What the exercise asks → In the items below, swap every "spacing model" for "layout model" and keep the rest of each line the same.

-- Start of Supplied data --

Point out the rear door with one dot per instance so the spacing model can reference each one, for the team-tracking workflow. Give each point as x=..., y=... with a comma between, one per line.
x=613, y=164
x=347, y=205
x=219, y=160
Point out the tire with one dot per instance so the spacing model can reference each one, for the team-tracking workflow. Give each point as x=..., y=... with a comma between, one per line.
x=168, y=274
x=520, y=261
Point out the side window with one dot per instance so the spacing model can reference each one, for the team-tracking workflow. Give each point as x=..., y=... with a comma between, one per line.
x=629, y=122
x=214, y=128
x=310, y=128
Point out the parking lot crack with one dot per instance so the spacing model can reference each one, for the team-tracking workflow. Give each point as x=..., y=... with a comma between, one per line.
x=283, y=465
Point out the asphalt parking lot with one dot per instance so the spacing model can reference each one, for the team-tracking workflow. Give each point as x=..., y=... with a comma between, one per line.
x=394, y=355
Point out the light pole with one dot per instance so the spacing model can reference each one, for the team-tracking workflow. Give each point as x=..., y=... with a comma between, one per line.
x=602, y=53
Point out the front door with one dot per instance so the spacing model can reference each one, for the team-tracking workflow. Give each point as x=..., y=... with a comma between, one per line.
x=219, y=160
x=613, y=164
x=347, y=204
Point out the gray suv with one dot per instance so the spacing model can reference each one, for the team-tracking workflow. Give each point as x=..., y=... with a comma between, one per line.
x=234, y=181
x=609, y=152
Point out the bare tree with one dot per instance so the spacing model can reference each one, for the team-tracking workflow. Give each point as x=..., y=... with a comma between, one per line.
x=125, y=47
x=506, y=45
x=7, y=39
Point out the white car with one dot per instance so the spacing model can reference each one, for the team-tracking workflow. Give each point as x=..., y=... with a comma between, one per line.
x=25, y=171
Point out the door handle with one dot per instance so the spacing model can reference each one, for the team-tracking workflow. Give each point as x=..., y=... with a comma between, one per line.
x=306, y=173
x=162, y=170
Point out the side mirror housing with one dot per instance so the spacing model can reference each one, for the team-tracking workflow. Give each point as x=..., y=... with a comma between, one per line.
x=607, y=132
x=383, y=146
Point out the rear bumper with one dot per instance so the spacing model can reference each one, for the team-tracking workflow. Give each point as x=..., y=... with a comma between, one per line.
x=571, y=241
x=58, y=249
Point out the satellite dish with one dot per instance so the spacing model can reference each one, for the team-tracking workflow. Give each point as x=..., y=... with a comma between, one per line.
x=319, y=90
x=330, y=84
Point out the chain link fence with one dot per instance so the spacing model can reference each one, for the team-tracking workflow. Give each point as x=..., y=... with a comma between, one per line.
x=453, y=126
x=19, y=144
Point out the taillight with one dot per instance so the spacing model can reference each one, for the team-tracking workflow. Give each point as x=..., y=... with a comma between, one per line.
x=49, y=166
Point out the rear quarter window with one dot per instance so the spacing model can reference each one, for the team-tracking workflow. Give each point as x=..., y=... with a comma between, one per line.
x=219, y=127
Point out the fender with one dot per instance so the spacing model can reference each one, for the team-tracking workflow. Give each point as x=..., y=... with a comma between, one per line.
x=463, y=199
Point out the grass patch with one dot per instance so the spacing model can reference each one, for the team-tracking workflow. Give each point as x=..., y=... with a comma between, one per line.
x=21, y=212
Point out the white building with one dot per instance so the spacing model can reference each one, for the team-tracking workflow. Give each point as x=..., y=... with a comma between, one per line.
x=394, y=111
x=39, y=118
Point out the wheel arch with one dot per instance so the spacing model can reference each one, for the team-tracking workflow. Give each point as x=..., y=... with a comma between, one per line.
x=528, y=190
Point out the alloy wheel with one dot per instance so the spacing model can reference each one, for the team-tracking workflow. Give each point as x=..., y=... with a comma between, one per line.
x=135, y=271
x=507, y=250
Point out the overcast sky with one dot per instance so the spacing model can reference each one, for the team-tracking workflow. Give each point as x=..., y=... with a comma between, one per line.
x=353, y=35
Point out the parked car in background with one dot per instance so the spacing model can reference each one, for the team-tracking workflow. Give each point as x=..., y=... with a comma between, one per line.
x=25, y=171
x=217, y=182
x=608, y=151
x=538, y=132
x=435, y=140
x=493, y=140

-- End of Supplied data --

Response →
Point out the rear door with one dot per instance so the layout model can reference each one, for the team-tracking workflow. Give each point as x=..., y=... with a comma between, one per line.
x=613, y=164
x=347, y=205
x=219, y=160
Point out the tire with one dot per instance so the layout model can reference each one, for the team-tracking workflow. Give each point as x=..., y=... with a comma between, one per line.
x=168, y=274
x=520, y=261
Point out the side window with one dot per instance so the layout model can reference each one, for the team-tracking workflow. Give each point as x=..., y=... with a comma between, one per line.
x=629, y=122
x=214, y=128
x=310, y=128
Point out the parking lot crack with one dot per instance so the layout model can reference each one, for the team-tracking workflow. Give each point as x=..., y=... with a comma between, one per line.
x=283, y=465
Point out the asphalt parking lot with one dot per instance so the layout model can reference each one, for the team-tracking workflow. Give each point as x=..., y=... with a comma between, one per line.
x=394, y=355
Point out the light pole with one dot per instance so the layout model can reference each one, for the team-tracking workflow. Give each point as x=..., y=... with a comma between, one per line.
x=602, y=53
Point out the front door with one dot per instance so the layout model can reference each one, for the team-tracking workflow. Give each point as x=..., y=... with a comma between, one per line.
x=219, y=160
x=613, y=164
x=347, y=204
Point out the gray suv with one dot per instance so the layout model can reference each one, for the team-tracking workflow. Give each point as x=..., y=... with a comma between, one per line.
x=234, y=181
x=609, y=152
Point out the bare tree with one dot per instance so the layout model can reference each one, for the team-tracking workflow. Give each point as x=..., y=... with a comma between, one per line.
x=125, y=47
x=506, y=45
x=7, y=39
Point out the white car with one dot per instance so the layout model can reference each one, for the team-tracking workflow. Give each point as x=..., y=... with a comma between, one per line.
x=25, y=171
Point out the door handle with one dot per instance so the layout model can reference each one, for the team-tracking workflow. Give each point as x=..., y=... with a comma between, one per line.
x=306, y=173
x=162, y=170
Point out the side mirror housing with one dot per instance so the layout model can reference each one, for the team-tracking workflow. Give each point as x=..., y=... with a comma between, one per line.
x=607, y=132
x=383, y=146
Point out the rear bumper with one dot per instance so the layout model can reference each one, for the team-tracking workflow. Give each point as x=..., y=... with a comma between, one per line.
x=571, y=241
x=58, y=249
Point out the satellite dish with one dot per instance so the layout model can reference each one, for the team-tracking workflow. Give each point as x=..., y=... with a comma between, one per line.
x=319, y=90
x=330, y=84
Point out the chain link fence with one dot per instance so the layout model can reference each one, for the team-tracking workflow. Give each point as x=..., y=... with a comma between, one per line.
x=453, y=126
x=19, y=144
Point out the taillight with one dot per instance so the layout model can reference each one, for the team-tracking workflow. Give each point as x=..., y=... with a comma between, one per line.
x=49, y=166
Point out the rear quarter window with one dot per instance so the layout model can reference each one, for the team-tracking workflow. Give each point as x=..., y=... with a comma between, one per line.
x=219, y=127
Point out the fender with one dot per instance so the layout model can reference each one, for the team-tracking workflow. Give each point as x=..., y=... with a comma between, one per line.
x=463, y=199
Point out the grass patch with one dot per instance so the layout model can reference each one, for the team-tracking workflow. Give each point as x=..., y=... with a comma between, one per line.
x=21, y=212
Point out the white building with one dot per instance so the layout model can reference each one, for the team-tracking workflow. Give each point as x=..., y=... with a comma between, one per line.
x=394, y=111
x=39, y=118
Point out the wheel arch with one dot per instance so the layout model can reference each one, for the team-tracking workflow. Give each point as x=..., y=... with a comma between, one per line.
x=528, y=190
Point out the alloy wheel with one dot per instance so the layout model can reference each one, for the team-tracking workflow. Give each point as x=..., y=... with a comma between, one per line.
x=135, y=271
x=507, y=250
Point out the overcast sky with one dot per instance so the layout model can reference each one, for the team-tracking workflow. Give each point as x=..., y=... with a comma between, one per line.
x=353, y=35
Point out the parked car in background with one dot per instance so the layout model can reference each one, for the team-tracking workflow. Give each point as x=..., y=... with a comma between, one per line.
x=25, y=171
x=217, y=182
x=608, y=151
x=538, y=132
x=435, y=140
x=493, y=140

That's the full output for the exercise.